◆ **Exercise instructions**:
Only the lines from the one containing "Find the grass" through the last line below should be written out, exactly and with both ends kept.

◆ **Exercise input**:
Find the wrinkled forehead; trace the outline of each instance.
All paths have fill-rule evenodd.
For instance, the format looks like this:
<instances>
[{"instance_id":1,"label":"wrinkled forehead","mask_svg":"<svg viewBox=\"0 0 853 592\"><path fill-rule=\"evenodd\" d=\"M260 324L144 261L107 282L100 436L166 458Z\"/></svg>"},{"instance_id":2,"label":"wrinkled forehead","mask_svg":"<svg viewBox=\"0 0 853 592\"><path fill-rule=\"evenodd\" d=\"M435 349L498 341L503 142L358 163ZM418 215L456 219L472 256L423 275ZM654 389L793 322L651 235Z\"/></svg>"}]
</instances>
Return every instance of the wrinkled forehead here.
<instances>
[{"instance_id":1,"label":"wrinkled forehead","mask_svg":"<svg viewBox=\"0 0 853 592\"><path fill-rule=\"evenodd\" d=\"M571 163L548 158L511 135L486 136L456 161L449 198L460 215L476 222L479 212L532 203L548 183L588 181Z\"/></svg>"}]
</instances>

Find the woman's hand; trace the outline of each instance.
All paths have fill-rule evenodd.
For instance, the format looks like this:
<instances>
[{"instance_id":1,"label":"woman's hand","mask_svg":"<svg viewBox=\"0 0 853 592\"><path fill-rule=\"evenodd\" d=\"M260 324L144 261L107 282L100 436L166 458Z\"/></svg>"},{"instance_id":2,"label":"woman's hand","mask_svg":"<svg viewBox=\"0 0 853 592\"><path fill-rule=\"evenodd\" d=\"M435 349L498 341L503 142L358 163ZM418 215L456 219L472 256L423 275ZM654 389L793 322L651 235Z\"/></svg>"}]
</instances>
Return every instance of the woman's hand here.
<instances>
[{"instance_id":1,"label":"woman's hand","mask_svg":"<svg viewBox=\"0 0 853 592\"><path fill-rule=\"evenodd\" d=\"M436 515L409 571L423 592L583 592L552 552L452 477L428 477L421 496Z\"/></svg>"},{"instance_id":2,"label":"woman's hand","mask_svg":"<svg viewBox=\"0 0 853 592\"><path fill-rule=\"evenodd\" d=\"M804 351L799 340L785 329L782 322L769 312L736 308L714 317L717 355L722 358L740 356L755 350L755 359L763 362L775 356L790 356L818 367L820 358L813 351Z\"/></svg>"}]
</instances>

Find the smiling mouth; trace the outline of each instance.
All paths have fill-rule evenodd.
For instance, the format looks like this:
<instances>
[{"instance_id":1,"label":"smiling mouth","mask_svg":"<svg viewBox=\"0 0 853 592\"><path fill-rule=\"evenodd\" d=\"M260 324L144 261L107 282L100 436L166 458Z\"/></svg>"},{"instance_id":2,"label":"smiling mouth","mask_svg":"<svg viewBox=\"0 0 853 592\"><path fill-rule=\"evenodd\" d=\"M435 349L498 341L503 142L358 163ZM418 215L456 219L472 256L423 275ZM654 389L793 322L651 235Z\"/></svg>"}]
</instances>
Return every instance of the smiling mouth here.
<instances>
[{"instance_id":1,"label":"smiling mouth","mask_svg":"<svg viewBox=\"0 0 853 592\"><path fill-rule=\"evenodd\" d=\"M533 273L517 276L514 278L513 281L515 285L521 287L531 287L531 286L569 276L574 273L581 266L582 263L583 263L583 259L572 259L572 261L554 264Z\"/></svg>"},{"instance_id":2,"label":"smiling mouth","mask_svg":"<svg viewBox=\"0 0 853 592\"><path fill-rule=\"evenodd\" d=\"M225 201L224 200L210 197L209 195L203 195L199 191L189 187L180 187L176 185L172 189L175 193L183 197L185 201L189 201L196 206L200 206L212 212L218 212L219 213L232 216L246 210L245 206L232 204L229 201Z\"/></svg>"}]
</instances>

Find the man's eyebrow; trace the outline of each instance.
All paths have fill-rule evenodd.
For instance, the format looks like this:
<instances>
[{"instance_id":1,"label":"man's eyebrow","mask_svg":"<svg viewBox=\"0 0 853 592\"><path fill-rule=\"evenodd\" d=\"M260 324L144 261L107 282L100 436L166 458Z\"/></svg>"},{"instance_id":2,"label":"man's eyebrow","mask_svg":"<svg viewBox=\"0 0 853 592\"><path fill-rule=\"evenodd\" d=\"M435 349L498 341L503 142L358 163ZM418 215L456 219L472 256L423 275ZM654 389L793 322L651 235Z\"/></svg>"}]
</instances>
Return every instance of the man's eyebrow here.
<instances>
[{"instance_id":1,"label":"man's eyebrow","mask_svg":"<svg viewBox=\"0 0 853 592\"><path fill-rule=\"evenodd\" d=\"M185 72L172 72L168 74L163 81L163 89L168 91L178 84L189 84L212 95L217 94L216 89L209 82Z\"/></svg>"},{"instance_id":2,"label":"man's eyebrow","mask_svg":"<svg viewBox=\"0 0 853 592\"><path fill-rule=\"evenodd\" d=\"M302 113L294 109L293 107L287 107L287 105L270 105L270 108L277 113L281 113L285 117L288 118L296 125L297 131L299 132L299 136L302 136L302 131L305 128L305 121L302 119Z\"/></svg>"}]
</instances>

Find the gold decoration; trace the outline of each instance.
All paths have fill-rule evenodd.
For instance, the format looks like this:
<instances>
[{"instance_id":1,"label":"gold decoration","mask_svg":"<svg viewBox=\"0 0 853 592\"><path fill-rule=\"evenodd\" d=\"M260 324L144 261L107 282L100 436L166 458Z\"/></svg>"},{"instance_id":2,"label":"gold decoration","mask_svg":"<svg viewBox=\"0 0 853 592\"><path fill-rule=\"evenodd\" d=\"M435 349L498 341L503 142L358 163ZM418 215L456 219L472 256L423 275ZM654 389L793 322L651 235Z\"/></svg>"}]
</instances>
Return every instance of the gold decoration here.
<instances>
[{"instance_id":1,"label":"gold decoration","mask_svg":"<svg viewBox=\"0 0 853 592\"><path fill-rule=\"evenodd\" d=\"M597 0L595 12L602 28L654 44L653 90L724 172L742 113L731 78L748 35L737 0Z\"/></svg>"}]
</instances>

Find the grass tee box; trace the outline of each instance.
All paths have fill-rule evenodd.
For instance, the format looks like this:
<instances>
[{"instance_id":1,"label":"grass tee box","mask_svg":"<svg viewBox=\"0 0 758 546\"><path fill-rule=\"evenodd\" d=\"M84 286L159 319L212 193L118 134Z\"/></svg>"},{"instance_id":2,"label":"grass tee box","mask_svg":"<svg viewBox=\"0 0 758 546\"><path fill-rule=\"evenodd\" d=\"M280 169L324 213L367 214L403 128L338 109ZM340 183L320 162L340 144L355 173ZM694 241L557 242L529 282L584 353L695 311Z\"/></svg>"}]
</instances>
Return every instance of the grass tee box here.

◆ **Completed task**:
Find the grass tee box; trace the outline of each instance.
All paths have fill-rule evenodd.
For instance, the format looks like this:
<instances>
[{"instance_id":1,"label":"grass tee box","mask_svg":"<svg viewBox=\"0 0 758 546\"><path fill-rule=\"evenodd\" d=\"M84 286L159 319L212 193L118 134Z\"/></svg>"},{"instance_id":2,"label":"grass tee box","mask_svg":"<svg viewBox=\"0 0 758 546\"><path fill-rule=\"evenodd\" d=\"M280 169L324 213L367 214L403 128L338 109ZM340 183L320 162L340 144L355 173ZM694 241L557 242L529 282L584 353L695 311Z\"/></svg>"}]
</instances>
Return every instance of the grass tee box here.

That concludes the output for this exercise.